#### What the exercise asks
Keeping every character as it is, transcribe the entries below.
*** Records supplied
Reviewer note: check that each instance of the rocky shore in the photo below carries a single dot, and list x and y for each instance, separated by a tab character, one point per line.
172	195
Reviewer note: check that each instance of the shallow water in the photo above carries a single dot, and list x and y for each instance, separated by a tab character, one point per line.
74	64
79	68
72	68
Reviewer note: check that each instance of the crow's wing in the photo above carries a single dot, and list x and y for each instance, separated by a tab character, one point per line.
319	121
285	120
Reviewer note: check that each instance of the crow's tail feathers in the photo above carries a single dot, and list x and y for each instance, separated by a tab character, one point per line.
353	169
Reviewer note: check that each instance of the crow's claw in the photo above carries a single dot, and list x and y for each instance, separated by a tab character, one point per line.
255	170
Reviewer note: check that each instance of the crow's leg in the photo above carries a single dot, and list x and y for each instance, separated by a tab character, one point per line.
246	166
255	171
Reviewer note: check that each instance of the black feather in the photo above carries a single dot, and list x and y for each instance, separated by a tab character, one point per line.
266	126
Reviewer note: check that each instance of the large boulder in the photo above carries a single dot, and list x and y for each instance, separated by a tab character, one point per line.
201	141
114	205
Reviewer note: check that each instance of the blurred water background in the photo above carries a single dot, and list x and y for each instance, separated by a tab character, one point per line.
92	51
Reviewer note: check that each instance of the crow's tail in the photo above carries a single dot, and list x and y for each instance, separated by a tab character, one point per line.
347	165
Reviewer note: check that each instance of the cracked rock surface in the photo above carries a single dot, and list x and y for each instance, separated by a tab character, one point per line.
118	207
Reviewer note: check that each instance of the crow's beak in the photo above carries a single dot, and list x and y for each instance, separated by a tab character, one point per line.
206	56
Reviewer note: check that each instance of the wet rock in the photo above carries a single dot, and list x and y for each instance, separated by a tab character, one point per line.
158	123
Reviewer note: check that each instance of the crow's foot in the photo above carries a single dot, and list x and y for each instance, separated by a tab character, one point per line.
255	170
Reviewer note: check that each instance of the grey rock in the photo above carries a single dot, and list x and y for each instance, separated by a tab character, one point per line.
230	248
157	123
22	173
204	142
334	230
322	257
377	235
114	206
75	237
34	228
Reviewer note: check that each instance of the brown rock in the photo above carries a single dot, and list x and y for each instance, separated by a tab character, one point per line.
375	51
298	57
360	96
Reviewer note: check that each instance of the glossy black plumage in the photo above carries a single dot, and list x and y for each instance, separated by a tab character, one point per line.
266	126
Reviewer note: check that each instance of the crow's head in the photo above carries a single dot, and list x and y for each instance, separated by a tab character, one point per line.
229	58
******
#### Answer area
Reviewer note: check that each instance of the rocky shore in the photo below carries a single dot, and list x and y for each instance, separated by a tab character, one point per line.
172	195
Reviewer note: check that each instance of the shallow water in the photo above carries a single dot, and list x and y for each instance, separated by a tab character, one point per line.
74	64
79	68
72	68
Reviewer note: check that each instance of the crow's wing in the photo above carries a single dot, and list x and y for each instance, separated by a tab character, one point per line.
319	121
285	120
Reviewer note: check that each instance of the crow's tail feathers in the photo above carries a single dot, and list x and y for each instance, separated by a tab character, one point per line.
353	169
Reviewer note: check that each instance of the crow's claw in the photo above carries a single dot, and list x and y for each instance, separated by a tab character, one point per line.
255	170
Reviewer note: check that each instance of the crow's leg in the photo above carries a single dot, and list x and y for each instance, separated by a tab character, one point per line.
246	166
255	171
Reviewer note: check that each instance of the black feather in the photo above carries a single dot, and list x and y for each instance, separated by a tab character, one point per line.
266	126
Reviewer note: check that each instance of the large boulder in the photo above carries a single dot, and list x and y for each instance, separated by a tab character, one point per line.
201	141
114	205
Reviewer note: check that each instance of the blurred water background in the photo above carries a single dot, and list x and y for each instance, separated by a tab character, one point per line.
92	51
Reviewer note: check that each instance of the crow's tail in the photo above carries a single dot, and list x and y for each instance, separated by a tab character, one point per line.
347	165
Reviewer note: check that each instance of the cracked rock surface in the photo above carries a single dot, and list x and y for each instance, separated by a tab character, one point per line.
118	207
Reviewer note: check that each instance of the crow's beak in the photo above carries a single dot, and list x and y for each instance, separated by a tab character, one point per line.
206	56
Reviewer note: check that each instance of the wet rock in the photo above carries a single dot, and list x and y for each instance, separated by a tab character, one point per line.
158	123
Reviewer note: check that each instance of the crow's foot in the photo above carries a single dot, and list x and y for each instance, separated by a tab character, one point per line.
255	170
Reviewer note: check that each instance of the grey rock in the photo above carries a single dot, and list x and y for each instance, separated by a tab character, one point per line.
230	248
157	123
22	173
204	142
334	230
322	257
377	235
114	206
75	237
34	228
Reviewer note: check that each instance of the brown rock in the photo above carries a single dot, and list x and y for each instance, separated by a tab character, one point per line.
375	51
298	57
360	96
Reviewer note: check that each instance of the glossy black plumage in the photo above carries a single dot, and list x and y for each instance, separated by a tab character, one point per line.
266	126
Reviewer note: check that each instance of the crow's head in the photo above carries a single dot, and list x and y for each instance, separated by a tab character, one point per line.
229	58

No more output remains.